* [GIVEN PROBLEM]
Render every line of the entries below as a JSON list of strings, one string per line, with blank lines skipped and the pictures left out.

* [DATA RECORDS]
=====

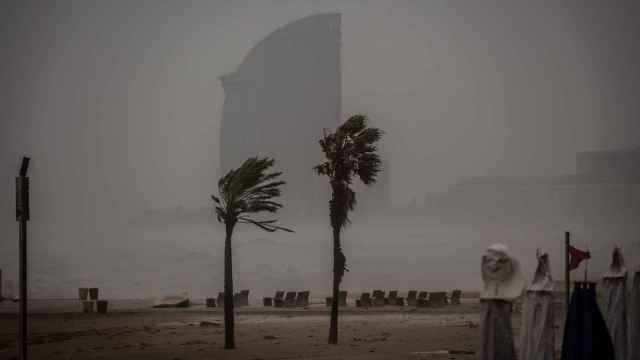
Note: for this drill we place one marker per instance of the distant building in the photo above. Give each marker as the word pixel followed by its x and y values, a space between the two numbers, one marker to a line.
pixel 620 163
pixel 284 93
pixel 607 186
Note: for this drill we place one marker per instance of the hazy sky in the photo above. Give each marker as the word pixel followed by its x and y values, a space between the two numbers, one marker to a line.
pixel 119 103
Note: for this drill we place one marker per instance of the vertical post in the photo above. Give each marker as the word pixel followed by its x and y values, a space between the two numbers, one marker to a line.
pixel 567 272
pixel 22 216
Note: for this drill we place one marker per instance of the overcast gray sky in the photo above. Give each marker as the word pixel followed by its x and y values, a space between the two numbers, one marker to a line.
pixel 119 102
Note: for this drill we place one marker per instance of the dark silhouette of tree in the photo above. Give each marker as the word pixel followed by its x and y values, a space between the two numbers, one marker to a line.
pixel 242 192
pixel 349 152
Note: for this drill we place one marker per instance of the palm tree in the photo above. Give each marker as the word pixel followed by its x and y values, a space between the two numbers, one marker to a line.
pixel 349 152
pixel 242 192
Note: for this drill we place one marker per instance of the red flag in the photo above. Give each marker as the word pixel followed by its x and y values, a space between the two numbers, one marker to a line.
pixel 576 256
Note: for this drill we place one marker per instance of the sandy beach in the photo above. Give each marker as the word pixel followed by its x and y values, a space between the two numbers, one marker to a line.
pixel 132 330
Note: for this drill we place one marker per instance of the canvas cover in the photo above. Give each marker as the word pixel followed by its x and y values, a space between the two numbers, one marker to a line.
pixel 615 308
pixel 496 332
pixel 615 304
pixel 501 274
pixel 634 319
pixel 585 333
pixel 537 336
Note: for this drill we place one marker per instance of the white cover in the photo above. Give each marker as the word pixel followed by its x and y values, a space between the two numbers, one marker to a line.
pixel 542 280
pixel 615 313
pixel 634 323
pixel 537 336
pixel 617 269
pixel 501 274
pixel 496 333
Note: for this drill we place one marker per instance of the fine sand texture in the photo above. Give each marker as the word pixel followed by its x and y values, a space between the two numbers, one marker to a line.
pixel 140 332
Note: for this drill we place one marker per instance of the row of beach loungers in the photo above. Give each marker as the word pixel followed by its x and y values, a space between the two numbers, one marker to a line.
pixel 288 299
pixel 239 299
pixel 375 299
pixel 414 299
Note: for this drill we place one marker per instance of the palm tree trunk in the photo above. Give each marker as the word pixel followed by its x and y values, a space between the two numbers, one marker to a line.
pixel 229 338
pixel 333 326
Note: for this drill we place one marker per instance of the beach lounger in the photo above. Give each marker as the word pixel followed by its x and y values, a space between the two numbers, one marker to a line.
pixel 455 297
pixel 438 299
pixel 422 300
pixel 342 298
pixel 303 298
pixel 393 294
pixel 364 301
pixel 290 299
pixel 243 298
pixel 278 299
pixel 378 298
pixel 411 298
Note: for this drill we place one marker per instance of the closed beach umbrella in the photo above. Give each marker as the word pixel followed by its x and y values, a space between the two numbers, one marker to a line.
pixel 537 338
pixel 503 283
pixel 615 304
pixel 634 323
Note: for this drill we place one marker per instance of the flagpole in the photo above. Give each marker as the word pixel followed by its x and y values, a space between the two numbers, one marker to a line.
pixel 567 272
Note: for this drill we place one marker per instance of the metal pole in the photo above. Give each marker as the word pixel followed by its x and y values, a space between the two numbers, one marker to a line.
pixel 23 290
pixel 567 272
pixel 22 215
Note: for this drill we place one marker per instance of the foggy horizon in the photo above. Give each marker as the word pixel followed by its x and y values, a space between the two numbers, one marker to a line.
pixel 120 106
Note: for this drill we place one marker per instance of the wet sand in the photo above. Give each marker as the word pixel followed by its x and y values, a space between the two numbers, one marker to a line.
pixel 130 331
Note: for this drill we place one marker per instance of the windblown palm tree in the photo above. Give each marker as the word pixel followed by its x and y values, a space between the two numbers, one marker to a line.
pixel 242 192
pixel 349 152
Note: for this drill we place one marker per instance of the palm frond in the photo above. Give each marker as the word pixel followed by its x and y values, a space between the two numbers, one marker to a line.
pixel 249 189
pixel 349 151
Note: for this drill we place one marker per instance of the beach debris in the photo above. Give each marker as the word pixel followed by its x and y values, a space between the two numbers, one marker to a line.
pixel 209 324
pixel 87 307
pixel 181 300
pixel 455 297
pixel 102 306
pixel 444 352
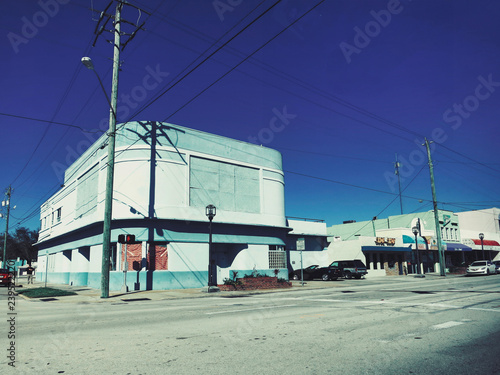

=====

* [ANSWER TO THE EXERCISE]
[
  "Note: for this drill we place one marker per instance of the distant building in the photo above. Give each marker as the word pixel followed by its x and y values, a space between the two numbers, one marker to a line.",
  "pixel 620 163",
  "pixel 284 93",
  "pixel 607 186",
  "Note: for this drill we place one marker per instance of the hazy sky in the photo above. Give each marker as the word pixel followed by its x and y values, a space between the two numbers, one marker to a line.",
  "pixel 119 103",
  "Note: for this drill we place one marker per instance of the vertical post in the photo above. Give each marker as the word pixel followed by its x and y values, a space between the two numbers, one marker to a line.",
  "pixel 567 272",
  "pixel 22 216",
  "Note: for this drill we place one marker per instance of the overcast gray sky in the photo above. Give each marker as the word pixel followed by its x and y values, a space between the two numbers, one marker to a line.",
  "pixel 119 102",
  "Note: for this drill we place one marker per instance of the dark silhouette of tree in the photo above. Give each marker as the word pixel followed by its x and y values, a space between the two numbers, one marker to a line.",
  "pixel 242 192",
  "pixel 349 152",
  "Note: for this drill we place one marker per instance of the palm tree in the photo above. Give each marker as the word pixel followed by its x and y values, a space between the two numbers, one marker to a line.",
  "pixel 349 152",
  "pixel 242 192",
  "Note: for this drill we place one marker per instance of the red flag in the photo above. Give each marker as the word pixel followed by its x and y values, a space between the two numbers, one marker to a line.",
  "pixel 576 256",
  "Note: for this drill we place one marker per instance of the sandy beach in the photo above. Give each marker as the word pixel followed by its x and y values, a space between the two numbers, one marker to a line.",
  "pixel 132 330",
  "Note: for this drill we place one marker per instance of the canvas cover in the photo above. Give each marker as the word pixel followed by its x and y values, a space between the two numbers, one marker to a line.",
  "pixel 615 308",
  "pixel 496 332",
  "pixel 615 304",
  "pixel 501 274",
  "pixel 634 319",
  "pixel 585 333",
  "pixel 537 336",
  "Note: for this drill we place one marker per instance of the white cover in the photo above. Give each marker as the word pixel followed by its x and y values, a space between the two numbers, one marker to a line.",
  "pixel 542 280",
  "pixel 615 313",
  "pixel 634 323",
  "pixel 537 336",
  "pixel 617 269",
  "pixel 501 274",
  "pixel 496 333",
  "Note: for this drill we place one marker per instance of the fine sand texture in the photo above. Give each marker as the word pixel followed by its x and y values, a space between the two numbers, one marker to a line.",
  "pixel 140 332",
  "Note: for this drill we place one marker per instance of the row of beach loungers in the photo above. Give each marker as the word pixel followed by its x and y values, a space between the two numbers, one marker to a line.",
  "pixel 288 299",
  "pixel 239 299",
  "pixel 375 299",
  "pixel 414 299",
  "Note: for this drill we place one marker per instance of the palm tree trunk in the photo above. Give each marker as the word pixel followed by its x and y values, a space between the two numbers, one marker to a line.",
  "pixel 229 338",
  "pixel 333 326",
  "Note: for this drill we place one marker per instance of the beach lounger in the photo above. Give each marker as the word pixel followed by its x and y values, a space between the two numbers, one marker to a line.",
  "pixel 455 297",
  "pixel 438 299",
  "pixel 422 300",
  "pixel 342 298",
  "pixel 303 298",
  "pixel 393 294",
  "pixel 364 301",
  "pixel 290 299",
  "pixel 243 298",
  "pixel 278 299",
  "pixel 378 298",
  "pixel 411 298",
  "Note: for this drill we place one marker per instance of the closed beach umbrella in the photo above. Give each marker as the word pixel followed by its x and y values, a space between the two numbers, one marker to a line.",
  "pixel 537 338",
  "pixel 503 283",
  "pixel 615 304",
  "pixel 634 323",
  "Note: for this drill we place one marker per instance of the flagpole in the photo above. Give each marker as the word pixel followed by its x and y values, a space between the two numbers, one marker to a line.",
  "pixel 567 272",
  "Note: for this drill we place one marker per instance of the metal pole in the photo above. Give each marker as the word pixel followed by its x and y values, a space between the two numbers, one marker to a line.",
  "pixel 23 290",
  "pixel 567 272",
  "pixel 22 215",
  "Note: for this drill we place one marker per instance of the foggy horizon in the photo above. Give each marker as the word pixel followed by its x and y values, a space between the two numbers, one marker to a line.",
  "pixel 120 106",
  "Note: for this drill we place one marker per instance of the wet sand in the photo above. Give each marker as the word pixel followed by its x and y values, a space between the two numbers, one marker to a line.",
  "pixel 130 331",
  "Note: for this drill we place one marker per instance of the windblown palm tree in the photo above. Give each marker as the word pixel followed by its x and y values, a space between the two numbers, one marker to a line.",
  "pixel 242 192",
  "pixel 349 152",
  "Note: for this drill we place one marker per instance of the palm frond in the photo above. Give each marker as the word pixel followed by its x and y values, a space between the two numbers, one marker to a line.",
  "pixel 249 189",
  "pixel 349 151",
  "Note: for this drill we place one marker per instance of the beach debris in the photo above. Give each marker as the word pixel followed by its x and y values, a space between the two numbers, one marker to a line.",
  "pixel 209 324",
  "pixel 87 307",
  "pixel 181 300",
  "pixel 455 297",
  "pixel 102 306",
  "pixel 444 352"
]